* _Text shown_
----
Obtaining and Using the Title “Gamer”
I’ve been chewing on this post since the Calgary Expo back in April and hadn’t gotten around to writing it down because…um… was April really over 3 months ago? Time just goes by so fast. Feels like the Expo was yesterday.
There’s something I’ve observed a lot in my time hanging around other gamers: a certain behaviour. A behaviour you see from gamers, from game-related marketers, and, shamefully, occasionally from myself. Maybe a tad more than occasionally, even.
The notion of what makes someone A Gamer.
Who is allowed to call themselves A Gamer?
My mother thinks video games make you stupid and lazy. But she plays an embarrassing amount of Mahjong on the computer. Is she A Gamer in spite of herself?
What about those who play Farmville, and only Farmville? Are they Gamers? They are playing a game! What if they were playing Farmville, and only Farmville, for several hours every day? Would that make them more of A Gamer?
Or perhaps being A Gamer has more to do with your past than your present. Can you be A Gamer if your parents didn’t allow you to spend time in front of a screen as a child? Can you still be A Gamer if your first game was World of Warcraft? Or what if it was even more recent? What if the very first game you played was SWTOR? Can you still call yourself A Gamer?
Maybe video gaming doesn’t cut it either. Maybe you need to play at least two TYPES of games. Can you be A Gamer if the only kind of game you play is screen-based? Or do you need to be playing video games and, say, Magic, to earn the Gamer title?
A Theory on Gaming Elitism
The notion of “elitism“, as we call it on the internet, isn’t unique to gaming.
Back when I did a lot of freestyle downhill skiing, the “I’m more of a skiier because my skis/goggles/edges are better than yours!” or “I skied out West so I’m better than you!” attitudes turned me off hanging out with other skiers. I’ve seen similar attitudes in the outdoorsmanship community too. My parents even have a friend who’s elitist about football fandom. According to him, you’re not truly football fan-ing if you’re not watching the game a certain way, with certain foods, in certain places.
----
(Region labeling records)
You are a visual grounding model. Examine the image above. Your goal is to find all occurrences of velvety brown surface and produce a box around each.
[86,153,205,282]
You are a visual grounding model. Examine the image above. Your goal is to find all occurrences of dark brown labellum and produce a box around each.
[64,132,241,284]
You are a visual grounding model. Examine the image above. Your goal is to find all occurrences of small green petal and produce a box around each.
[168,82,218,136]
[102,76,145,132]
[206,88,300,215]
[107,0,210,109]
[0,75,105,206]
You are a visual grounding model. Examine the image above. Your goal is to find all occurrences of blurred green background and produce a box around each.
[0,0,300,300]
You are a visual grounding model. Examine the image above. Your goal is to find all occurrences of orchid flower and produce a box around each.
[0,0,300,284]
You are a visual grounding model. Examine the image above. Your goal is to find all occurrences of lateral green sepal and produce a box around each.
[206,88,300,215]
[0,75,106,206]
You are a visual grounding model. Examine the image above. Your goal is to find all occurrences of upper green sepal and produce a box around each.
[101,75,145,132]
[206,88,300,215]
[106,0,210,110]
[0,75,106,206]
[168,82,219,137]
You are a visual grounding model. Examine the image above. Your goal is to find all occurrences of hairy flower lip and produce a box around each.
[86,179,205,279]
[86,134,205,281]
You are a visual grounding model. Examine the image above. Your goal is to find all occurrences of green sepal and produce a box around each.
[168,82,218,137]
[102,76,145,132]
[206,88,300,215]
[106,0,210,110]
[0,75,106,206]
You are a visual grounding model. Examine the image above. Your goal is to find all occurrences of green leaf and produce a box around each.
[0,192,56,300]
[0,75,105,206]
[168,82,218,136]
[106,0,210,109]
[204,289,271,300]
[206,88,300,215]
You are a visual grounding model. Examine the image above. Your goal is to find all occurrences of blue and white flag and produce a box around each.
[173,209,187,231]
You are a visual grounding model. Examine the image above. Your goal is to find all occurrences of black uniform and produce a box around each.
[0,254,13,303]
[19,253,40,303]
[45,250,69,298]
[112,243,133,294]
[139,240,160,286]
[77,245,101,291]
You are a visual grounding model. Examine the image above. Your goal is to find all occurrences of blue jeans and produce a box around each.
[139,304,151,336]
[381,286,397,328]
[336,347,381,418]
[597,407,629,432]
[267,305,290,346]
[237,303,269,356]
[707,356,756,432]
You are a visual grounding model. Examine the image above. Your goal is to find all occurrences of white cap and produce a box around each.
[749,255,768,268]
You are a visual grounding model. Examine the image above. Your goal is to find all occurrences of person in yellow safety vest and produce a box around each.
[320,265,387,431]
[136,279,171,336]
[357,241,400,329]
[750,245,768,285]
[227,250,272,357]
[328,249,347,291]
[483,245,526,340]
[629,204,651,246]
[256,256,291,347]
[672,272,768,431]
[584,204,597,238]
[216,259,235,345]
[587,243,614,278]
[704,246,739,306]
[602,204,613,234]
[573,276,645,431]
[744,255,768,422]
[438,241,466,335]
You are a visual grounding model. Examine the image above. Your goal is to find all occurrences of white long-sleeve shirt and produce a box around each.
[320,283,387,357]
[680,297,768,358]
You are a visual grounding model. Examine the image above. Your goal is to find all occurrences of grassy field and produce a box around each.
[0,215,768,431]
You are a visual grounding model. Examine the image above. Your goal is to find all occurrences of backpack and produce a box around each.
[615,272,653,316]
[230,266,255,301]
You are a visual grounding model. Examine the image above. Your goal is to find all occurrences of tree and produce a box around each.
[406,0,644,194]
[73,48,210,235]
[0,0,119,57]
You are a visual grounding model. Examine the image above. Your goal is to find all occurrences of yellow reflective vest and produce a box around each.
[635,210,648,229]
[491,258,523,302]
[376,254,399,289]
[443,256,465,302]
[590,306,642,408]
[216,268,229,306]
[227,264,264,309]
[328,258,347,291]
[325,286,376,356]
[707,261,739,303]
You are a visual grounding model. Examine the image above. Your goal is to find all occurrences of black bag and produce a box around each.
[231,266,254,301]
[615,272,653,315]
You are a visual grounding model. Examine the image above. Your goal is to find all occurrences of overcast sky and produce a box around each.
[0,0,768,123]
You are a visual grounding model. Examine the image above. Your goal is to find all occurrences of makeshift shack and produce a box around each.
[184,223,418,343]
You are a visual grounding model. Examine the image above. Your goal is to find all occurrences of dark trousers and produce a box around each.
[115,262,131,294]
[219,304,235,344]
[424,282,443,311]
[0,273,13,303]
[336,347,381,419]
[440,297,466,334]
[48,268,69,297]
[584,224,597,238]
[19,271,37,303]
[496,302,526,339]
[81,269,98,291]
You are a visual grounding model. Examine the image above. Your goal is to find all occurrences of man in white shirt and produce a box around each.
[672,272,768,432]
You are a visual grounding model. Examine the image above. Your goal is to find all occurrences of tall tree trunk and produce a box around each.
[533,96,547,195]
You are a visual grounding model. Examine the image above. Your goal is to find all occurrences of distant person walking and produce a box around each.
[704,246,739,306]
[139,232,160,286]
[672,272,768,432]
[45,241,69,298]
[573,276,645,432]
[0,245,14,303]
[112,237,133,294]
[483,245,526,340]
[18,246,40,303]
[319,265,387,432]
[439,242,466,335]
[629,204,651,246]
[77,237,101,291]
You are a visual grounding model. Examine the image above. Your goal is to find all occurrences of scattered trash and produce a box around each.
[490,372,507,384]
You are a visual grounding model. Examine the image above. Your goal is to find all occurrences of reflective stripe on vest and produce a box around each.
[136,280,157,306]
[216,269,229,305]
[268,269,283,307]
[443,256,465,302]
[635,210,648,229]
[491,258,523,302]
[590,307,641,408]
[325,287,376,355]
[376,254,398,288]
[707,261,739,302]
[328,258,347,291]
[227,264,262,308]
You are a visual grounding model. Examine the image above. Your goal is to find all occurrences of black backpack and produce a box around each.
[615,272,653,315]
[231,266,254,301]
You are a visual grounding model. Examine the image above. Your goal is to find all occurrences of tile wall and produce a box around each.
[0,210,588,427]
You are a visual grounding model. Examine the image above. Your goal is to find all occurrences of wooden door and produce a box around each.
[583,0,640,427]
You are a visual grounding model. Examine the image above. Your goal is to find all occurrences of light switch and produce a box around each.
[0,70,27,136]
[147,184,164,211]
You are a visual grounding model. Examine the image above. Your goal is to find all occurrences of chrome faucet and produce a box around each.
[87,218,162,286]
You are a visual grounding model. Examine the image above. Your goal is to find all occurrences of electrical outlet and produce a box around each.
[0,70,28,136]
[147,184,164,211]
----
* _Task set_
**a.** According to the post about who counts as a gamer, what game does the writer's mother play on the computer?
**b.** Write the next part of the post about who counts as a gamer, picking up after its last sentence.
The data is not needed for the work that comes after it.

* _Expected outputs_
**a.** She plays Mahjong.

**b.**
So what’s up with the weird attitudes?
Well, in the skiing world, when you’re part of organized competition, you’ve got medals, awards and race histories to brag about. Success is measured and the hierarchy is easy to establish. Those of us who weren’t classified by external forces (no matter how much I begged my mother, she refused to spend tons of money to become my personal chauffeur, so competitive skiing was a no-go for me… to this day that feud still stirs up hard feelings) had to find different ways to prove ourselves. Those ways became knowledge of brands, became the level of gear we were willing to pay for, became the ski centers we frequented, became which teaching/coaching certifications we aimed for.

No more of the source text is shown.